# Problem
Convert every line of the records below into a JSON list of strings, one string per line, skipping blank lines. Leave the picture lines out of the list.

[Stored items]
_ _ _ _ _ _ _
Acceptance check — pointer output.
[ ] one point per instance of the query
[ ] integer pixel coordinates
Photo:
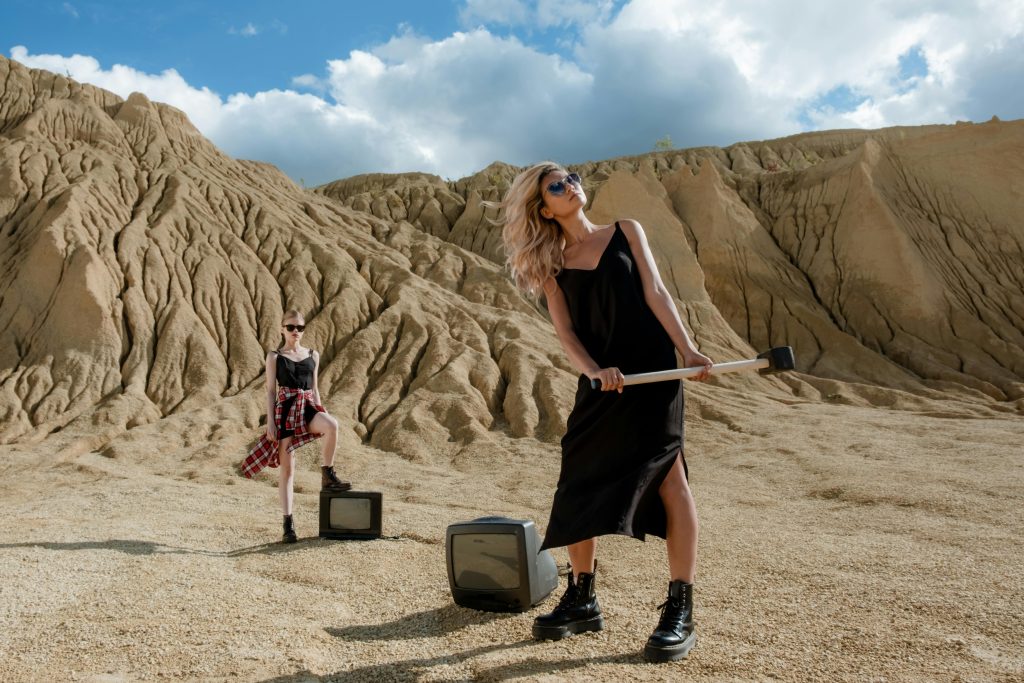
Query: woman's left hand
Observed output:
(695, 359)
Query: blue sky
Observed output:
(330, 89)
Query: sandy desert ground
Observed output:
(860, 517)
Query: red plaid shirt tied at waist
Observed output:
_ _ _ _ _ _ _
# Written answer
[
  "Acceptance check — pointer output.",
  "[ ] one point per instance of the query",
  "[ ] integer pixel coordinates",
  "Photo:",
  "Query: woman's left hand",
  "Observed output:",
  "(695, 359)",
  "Query: blue sky",
  "Observed output:",
  "(330, 89)",
  "Query: sandy desert ground",
  "Observed output:",
  "(860, 517)",
  "Query: red plaid shirt tied at waist",
  "Observed output:"
]